(Page extract):
As the people become more aware and more supportive of medical marijuana, legislators sometimes find it difficult to translate rising popular support into political will. Established lobbies representing law enforcement and other interests threatened by medical marijuana throw up frustrating political roadblocks, leading legislators struggling to find some level of medical marijuana protections that can make it through the legislative process

For example, in Minnesota, law enforcement is close to killing prospects for a medical marijuana bill. Support for the measure only stands at 51 percent, according to the latest Minneapolis Star-Tribune poll, one of the lowest poll results on the issue I’ve read lately (opposition to outright legalization sits at 63 percent).

Rep. Carly Melin was frustrated by law enforcement’s refusal to compromise on the bill, a requirement asked for by Gov. Mark Dayton, who agrees about law enforcement’s “legitimate concerns.” Given the bare majority of support she has to work with, Rep. Melin met the police more than halfway and pared away important parts of the bill. She offered to drop the provision allowing patients to grow their own medicine and offered to prohibit smoking of medical marijuana in favor of vaporization.

[Excerpts from a dataset]
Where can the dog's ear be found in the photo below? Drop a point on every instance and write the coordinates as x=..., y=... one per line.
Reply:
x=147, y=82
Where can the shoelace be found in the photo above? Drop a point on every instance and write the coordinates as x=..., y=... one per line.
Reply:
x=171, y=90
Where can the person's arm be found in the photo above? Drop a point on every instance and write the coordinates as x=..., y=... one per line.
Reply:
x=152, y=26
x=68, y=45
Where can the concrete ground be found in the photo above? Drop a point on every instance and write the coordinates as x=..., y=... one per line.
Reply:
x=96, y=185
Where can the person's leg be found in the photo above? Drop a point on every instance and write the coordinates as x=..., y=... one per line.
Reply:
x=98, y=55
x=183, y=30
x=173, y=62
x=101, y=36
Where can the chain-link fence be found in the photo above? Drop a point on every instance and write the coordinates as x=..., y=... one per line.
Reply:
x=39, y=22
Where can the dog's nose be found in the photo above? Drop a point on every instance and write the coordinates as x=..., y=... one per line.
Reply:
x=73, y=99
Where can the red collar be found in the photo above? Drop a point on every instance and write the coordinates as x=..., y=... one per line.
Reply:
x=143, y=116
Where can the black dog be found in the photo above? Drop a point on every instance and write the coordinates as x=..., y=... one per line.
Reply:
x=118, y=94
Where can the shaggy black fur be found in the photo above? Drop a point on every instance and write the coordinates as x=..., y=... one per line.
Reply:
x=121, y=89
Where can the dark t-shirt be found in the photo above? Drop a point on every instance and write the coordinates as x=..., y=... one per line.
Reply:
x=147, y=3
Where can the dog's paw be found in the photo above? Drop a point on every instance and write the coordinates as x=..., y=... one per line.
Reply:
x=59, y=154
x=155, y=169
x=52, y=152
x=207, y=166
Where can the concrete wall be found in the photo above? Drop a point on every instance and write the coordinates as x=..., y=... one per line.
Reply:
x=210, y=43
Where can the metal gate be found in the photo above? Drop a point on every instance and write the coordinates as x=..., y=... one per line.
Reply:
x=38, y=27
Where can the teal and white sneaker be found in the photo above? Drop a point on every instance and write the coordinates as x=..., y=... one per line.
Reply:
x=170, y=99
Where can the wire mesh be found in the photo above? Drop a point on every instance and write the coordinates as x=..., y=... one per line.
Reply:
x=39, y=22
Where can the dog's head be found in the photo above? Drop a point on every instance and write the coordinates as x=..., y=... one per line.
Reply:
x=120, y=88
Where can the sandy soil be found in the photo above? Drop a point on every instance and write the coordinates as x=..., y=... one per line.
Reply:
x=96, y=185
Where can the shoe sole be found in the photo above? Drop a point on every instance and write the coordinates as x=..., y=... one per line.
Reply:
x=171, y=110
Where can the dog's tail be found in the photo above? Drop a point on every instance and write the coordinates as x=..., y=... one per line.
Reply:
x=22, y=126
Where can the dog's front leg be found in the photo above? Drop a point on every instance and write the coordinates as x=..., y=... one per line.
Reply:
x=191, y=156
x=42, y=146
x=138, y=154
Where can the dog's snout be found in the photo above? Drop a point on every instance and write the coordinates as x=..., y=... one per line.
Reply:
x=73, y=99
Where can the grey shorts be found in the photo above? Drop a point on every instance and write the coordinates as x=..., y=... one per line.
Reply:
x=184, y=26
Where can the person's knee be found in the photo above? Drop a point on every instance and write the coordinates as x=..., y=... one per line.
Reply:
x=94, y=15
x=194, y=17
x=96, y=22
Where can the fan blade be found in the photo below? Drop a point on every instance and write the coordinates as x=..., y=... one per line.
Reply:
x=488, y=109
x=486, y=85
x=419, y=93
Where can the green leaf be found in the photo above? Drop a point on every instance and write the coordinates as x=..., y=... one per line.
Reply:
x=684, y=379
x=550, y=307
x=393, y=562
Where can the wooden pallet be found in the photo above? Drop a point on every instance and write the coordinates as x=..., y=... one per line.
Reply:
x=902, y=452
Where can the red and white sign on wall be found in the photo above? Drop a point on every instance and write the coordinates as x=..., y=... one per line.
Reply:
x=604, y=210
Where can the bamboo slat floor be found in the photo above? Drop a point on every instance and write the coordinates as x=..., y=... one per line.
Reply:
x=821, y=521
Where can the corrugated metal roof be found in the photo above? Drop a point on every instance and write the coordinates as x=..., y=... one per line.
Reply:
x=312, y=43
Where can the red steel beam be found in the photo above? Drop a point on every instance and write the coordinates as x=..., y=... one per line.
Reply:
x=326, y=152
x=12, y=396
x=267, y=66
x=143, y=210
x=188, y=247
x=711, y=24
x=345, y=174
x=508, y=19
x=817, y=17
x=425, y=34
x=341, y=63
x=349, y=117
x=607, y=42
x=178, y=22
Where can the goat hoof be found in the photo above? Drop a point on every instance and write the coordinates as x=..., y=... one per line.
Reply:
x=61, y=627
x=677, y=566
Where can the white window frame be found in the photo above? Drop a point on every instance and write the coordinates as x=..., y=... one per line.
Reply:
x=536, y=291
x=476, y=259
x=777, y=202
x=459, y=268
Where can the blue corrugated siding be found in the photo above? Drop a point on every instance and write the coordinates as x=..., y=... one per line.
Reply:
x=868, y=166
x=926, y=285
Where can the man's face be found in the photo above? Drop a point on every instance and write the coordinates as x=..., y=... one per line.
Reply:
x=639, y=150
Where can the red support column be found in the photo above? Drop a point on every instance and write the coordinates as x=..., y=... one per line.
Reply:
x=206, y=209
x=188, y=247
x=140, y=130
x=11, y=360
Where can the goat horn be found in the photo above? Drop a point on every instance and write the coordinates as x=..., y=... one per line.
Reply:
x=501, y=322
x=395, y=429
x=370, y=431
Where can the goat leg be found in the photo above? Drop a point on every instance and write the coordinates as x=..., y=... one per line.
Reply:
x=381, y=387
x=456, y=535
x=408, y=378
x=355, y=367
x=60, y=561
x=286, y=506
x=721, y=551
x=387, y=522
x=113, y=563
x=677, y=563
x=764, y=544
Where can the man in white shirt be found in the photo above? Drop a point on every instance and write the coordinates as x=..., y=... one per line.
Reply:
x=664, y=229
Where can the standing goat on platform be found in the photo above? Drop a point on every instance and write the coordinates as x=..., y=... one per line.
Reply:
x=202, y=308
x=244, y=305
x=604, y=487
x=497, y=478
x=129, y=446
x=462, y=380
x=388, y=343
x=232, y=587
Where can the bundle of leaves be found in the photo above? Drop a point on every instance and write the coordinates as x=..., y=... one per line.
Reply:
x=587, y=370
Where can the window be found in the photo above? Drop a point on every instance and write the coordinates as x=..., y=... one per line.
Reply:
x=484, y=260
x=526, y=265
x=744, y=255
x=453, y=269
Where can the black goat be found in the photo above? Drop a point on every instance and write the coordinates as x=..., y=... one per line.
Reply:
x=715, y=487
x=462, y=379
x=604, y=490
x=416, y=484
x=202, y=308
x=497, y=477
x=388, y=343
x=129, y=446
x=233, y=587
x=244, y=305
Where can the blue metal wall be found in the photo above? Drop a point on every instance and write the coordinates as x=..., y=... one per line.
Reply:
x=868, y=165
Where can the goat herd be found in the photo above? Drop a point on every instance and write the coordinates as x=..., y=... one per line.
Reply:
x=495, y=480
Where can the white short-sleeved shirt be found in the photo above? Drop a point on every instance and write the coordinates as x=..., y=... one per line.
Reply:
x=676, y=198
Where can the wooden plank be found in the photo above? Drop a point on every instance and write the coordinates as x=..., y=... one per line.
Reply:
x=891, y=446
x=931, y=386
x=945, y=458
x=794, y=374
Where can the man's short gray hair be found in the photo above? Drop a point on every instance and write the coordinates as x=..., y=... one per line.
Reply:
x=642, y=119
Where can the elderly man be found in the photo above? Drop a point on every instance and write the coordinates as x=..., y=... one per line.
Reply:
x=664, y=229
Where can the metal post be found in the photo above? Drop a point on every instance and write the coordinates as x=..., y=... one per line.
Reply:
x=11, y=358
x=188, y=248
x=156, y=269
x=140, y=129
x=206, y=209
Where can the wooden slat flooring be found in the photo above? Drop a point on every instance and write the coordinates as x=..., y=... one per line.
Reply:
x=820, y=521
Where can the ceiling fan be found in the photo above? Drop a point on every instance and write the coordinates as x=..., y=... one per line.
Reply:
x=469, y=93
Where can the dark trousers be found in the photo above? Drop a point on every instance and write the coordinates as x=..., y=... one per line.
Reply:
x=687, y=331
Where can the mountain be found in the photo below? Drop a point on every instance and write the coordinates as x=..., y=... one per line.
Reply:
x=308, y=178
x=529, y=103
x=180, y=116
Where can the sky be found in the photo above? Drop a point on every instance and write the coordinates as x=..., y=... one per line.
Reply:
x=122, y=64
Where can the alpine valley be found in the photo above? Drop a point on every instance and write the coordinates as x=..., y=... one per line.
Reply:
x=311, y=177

(Tasks for this exercise):
[a] Answer these questions from the medical marijuana article:
(i) What level of support for the measure did the latest Minneapolis Star-Tribune poll find?
(ii) Who asked that law enforcement compromise on the bill?
(iii) What did Rep. Carly Melin offer to prohibit in favor of vaporization?
[b] Transcribe word for word the stretch of the medical marijuana article that begins at the words "For example, in" and ends after "favor of vaporization.".
Please rely on the medical marijuana article alone and nothing else.

(Task results):
[a]
(i) 51 percent
(ii) Gov. Mark Dayton
(iii) Smoking of medical marijuana

[b]
For example, in Minnesota, law enforcement is close to killing prospects for a medical marijuana bill. Support for the measure only stands at 51 percent, according to the latest Minneapolis Star-Tribune poll, one of the lowest poll results on the issue I’ve read lately (opposition to outright legalization sits at 63 percent).

Rep. Carly Melin was frustrated by law enforcement’s refusal to compromise on the bill, a requirement asked for by Gov. Mark Dayton, who agrees about law enforcement’s “legitimate concerns.” Given the bare majority of support she has to work with, Rep. Melin met the police more than halfway and pared away important parts of the bill. She offered to drop the provision allowing patients to grow their own medicine and offered to prohibit smoking of medical marijuana in favor of vaporization.